Raw records:
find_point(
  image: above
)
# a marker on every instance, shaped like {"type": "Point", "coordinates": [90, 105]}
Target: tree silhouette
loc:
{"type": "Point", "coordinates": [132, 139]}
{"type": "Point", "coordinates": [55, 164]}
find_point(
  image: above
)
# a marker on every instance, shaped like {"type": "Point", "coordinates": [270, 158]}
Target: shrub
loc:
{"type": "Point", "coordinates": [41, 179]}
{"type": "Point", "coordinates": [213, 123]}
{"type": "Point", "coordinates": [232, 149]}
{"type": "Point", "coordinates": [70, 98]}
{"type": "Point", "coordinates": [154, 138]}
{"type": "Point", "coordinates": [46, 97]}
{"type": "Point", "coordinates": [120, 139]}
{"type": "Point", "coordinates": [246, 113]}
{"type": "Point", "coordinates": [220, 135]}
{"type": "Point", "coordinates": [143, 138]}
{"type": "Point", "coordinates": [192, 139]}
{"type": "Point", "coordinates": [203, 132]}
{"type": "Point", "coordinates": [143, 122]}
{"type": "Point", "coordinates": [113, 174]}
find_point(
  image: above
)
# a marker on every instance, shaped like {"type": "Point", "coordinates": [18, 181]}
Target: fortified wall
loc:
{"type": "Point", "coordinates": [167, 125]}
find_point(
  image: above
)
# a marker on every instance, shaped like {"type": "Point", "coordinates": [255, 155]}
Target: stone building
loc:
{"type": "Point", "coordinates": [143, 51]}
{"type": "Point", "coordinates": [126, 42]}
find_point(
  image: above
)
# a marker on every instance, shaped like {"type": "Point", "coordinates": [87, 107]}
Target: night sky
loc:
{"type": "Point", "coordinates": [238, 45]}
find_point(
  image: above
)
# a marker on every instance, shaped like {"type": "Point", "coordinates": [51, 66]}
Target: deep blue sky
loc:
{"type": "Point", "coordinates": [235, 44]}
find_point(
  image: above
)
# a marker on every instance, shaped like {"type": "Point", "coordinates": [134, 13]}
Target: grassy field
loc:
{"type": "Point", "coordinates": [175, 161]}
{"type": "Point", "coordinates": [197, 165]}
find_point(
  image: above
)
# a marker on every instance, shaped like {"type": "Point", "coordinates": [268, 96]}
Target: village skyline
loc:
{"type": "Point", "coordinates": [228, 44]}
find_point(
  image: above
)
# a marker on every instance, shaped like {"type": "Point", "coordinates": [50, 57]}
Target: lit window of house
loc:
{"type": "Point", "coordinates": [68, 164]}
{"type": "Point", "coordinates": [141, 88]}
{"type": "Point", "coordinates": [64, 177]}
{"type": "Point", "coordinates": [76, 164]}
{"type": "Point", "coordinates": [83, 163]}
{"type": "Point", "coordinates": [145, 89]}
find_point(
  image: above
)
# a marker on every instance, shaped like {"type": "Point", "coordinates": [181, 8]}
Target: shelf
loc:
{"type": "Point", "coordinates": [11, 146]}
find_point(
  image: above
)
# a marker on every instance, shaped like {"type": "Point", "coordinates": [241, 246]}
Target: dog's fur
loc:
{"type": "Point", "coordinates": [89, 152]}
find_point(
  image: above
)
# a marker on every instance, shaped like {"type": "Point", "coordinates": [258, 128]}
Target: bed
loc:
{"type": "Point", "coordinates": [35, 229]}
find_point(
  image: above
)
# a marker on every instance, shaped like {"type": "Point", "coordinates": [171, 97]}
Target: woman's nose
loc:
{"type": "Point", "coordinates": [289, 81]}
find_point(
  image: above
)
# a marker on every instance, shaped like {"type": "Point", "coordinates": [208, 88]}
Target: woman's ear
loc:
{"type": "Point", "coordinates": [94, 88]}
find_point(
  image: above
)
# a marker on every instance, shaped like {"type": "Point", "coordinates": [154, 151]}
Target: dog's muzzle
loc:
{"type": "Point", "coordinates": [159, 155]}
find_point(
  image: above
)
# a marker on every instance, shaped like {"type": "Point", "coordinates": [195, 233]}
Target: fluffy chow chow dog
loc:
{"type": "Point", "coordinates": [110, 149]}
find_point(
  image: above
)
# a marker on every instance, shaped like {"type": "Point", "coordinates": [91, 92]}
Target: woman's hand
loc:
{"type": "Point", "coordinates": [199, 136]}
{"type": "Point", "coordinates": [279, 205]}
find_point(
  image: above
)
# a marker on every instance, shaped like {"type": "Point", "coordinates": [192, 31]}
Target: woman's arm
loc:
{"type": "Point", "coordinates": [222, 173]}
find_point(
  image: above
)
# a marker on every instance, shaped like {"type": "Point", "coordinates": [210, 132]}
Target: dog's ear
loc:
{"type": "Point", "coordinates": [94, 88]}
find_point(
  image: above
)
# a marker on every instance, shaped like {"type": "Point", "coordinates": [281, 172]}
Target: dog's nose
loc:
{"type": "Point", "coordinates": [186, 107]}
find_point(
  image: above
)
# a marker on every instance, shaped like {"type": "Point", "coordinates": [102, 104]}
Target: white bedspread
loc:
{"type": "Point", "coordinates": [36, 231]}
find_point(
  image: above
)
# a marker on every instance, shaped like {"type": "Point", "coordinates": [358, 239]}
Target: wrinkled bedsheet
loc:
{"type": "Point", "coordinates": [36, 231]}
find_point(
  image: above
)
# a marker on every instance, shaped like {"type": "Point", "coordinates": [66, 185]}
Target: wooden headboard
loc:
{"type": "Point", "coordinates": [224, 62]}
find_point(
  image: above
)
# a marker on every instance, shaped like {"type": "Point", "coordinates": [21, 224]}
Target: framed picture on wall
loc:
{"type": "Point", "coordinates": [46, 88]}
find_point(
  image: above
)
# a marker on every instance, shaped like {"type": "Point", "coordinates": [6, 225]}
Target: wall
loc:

Exercise description: Reproduce each line verbatim.

Exercise solution:
find_point(
  image: above
)
# a marker on every instance, shaped like {"type": "Point", "coordinates": [90, 105]}
Target: tree silhouette
loc:
{"type": "Point", "coordinates": [132, 139]}
{"type": "Point", "coordinates": [55, 164]}
find_point(
  image: above
)
# a marker on every instance, shaped like {"type": "Point", "coordinates": [270, 158]}
Target: shrub
loc:
{"type": "Point", "coordinates": [41, 179]}
{"type": "Point", "coordinates": [213, 123]}
{"type": "Point", "coordinates": [232, 149]}
{"type": "Point", "coordinates": [70, 98]}
{"type": "Point", "coordinates": [154, 138]}
{"type": "Point", "coordinates": [46, 97]}
{"type": "Point", "coordinates": [120, 139]}
{"type": "Point", "coordinates": [246, 113]}
{"type": "Point", "coordinates": [220, 135]}
{"type": "Point", "coordinates": [143, 138]}
{"type": "Point", "coordinates": [192, 139]}
{"type": "Point", "coordinates": [203, 132]}
{"type": "Point", "coordinates": [143, 122]}
{"type": "Point", "coordinates": [113, 174]}
find_point(
  image: above
)
# a marker on every instance, shaped like {"type": "Point", "coordinates": [18, 181]}
Target: fortified wall
loc:
{"type": "Point", "coordinates": [167, 125]}
find_point(
  image: above
)
# a marker on every instance, shaped like {"type": "Point", "coordinates": [255, 155]}
Target: stone building
loc:
{"type": "Point", "coordinates": [143, 51]}
{"type": "Point", "coordinates": [126, 42]}
find_point(
  image: above
)
# a marker on every instance, shaped like {"type": "Point", "coordinates": [87, 107]}
Target: night sky
loc:
{"type": "Point", "coordinates": [238, 45]}
find_point(
  image: above
)
# a marker on every instance, shaped like {"type": "Point", "coordinates": [51, 66]}
Target: deep blue sky
loc:
{"type": "Point", "coordinates": [235, 44]}
find_point(
  image: above
)
# a marker on every instance, shaped like {"type": "Point", "coordinates": [134, 13]}
Target: grassy field
loc:
{"type": "Point", "coordinates": [175, 161]}
{"type": "Point", "coordinates": [197, 165]}
find_point(
  image: above
)
# a marker on every instance, shaped like {"type": "Point", "coordinates": [268, 96]}
Target: village skyline
loc:
{"type": "Point", "coordinates": [228, 44]}
find_point(
  image: above
)
# a marker on every instance, shaped like {"type": "Point", "coordinates": [50, 57]}
Target: lit window of house
loc:
{"type": "Point", "coordinates": [68, 164]}
{"type": "Point", "coordinates": [141, 88]}
{"type": "Point", "coordinates": [64, 177]}
{"type": "Point", "coordinates": [76, 164]}
{"type": "Point", "coordinates": [83, 163]}
{"type": "Point", "coordinates": [145, 89]}
find_point(
  image: above
)
# a marker on every instance, shaped like {"type": "Point", "coordinates": [181, 8]}
Target: shelf
loc:
{"type": "Point", "coordinates": [11, 146]}
find_point(
  image: above
)
# a marker on every instance, shaped like {"type": "Point", "coordinates": [241, 246]}
Target: dog's fur
loc:
{"type": "Point", "coordinates": [89, 152]}
find_point(
  image: above
)
# a marker on every instance, shaped like {"type": "Point", "coordinates": [258, 128]}
Target: bed
loc:
{"type": "Point", "coordinates": [35, 229]}
find_point(
  image: above
)
# a marker on every instance, shaped like {"type": "Point", "coordinates": [171, 97]}
Target: woman's nose
loc:
{"type": "Point", "coordinates": [289, 81]}
find_point(
  image: above
)
# a marker on every instance, shaped like {"type": "Point", "coordinates": [208, 88]}
Target: woman's ear
loc:
{"type": "Point", "coordinates": [94, 88]}
find_point(
  image: above
)
# a marker on every instance, shaped like {"type": "Point", "coordinates": [154, 151]}
Target: dog's muzzle
loc:
{"type": "Point", "coordinates": [159, 155]}
find_point(
  image: above
)
# a marker on every instance, shaped like {"type": "Point", "coordinates": [195, 233]}
Target: fluffy chow chow dog
loc:
{"type": "Point", "coordinates": [110, 149]}
find_point(
  image: above
)
# a marker on every instance, shaped like {"type": "Point", "coordinates": [91, 92]}
Target: woman's hand
loc:
{"type": "Point", "coordinates": [199, 136]}
{"type": "Point", "coordinates": [279, 205]}
find_point(
  image: above
)
# a marker on every instance, shaped like {"type": "Point", "coordinates": [192, 31]}
Target: woman's arm
loc:
{"type": "Point", "coordinates": [222, 173]}
find_point(
  image: above
)
# a marker on every instance, shaped like {"type": "Point", "coordinates": [210, 132]}
Target: dog's ear
loc:
{"type": "Point", "coordinates": [94, 88]}
find_point(
  image: above
)
# a marker on every instance, shaped like {"type": "Point", "coordinates": [281, 172]}
Target: dog's nose
loc:
{"type": "Point", "coordinates": [186, 107]}
find_point(
  image: above
)
# a marker on every instance, shaped like {"type": "Point", "coordinates": [102, 104]}
Target: white bedspread
loc:
{"type": "Point", "coordinates": [36, 231]}
find_point(
  image: above
)
# a marker on every instance, shaped like {"type": "Point", "coordinates": [358, 239]}
Target: wrinkled bedsheet
loc:
{"type": "Point", "coordinates": [36, 231]}
find_point(
  image: above
)
# a marker on every instance, shaped like {"type": "Point", "coordinates": [66, 185]}
Target: wooden headboard
loc:
{"type": "Point", "coordinates": [224, 62]}
find_point(
  image: above
)
# a marker on every instance, shaped like {"type": "Point", "coordinates": [21, 224]}
Target: framed picture on wall
loc:
{"type": "Point", "coordinates": [46, 88]}
find_point(
  image: above
)
# a marker on every instance, shaped like {"type": "Point", "coordinates": [6, 225]}
Target: wall
loc:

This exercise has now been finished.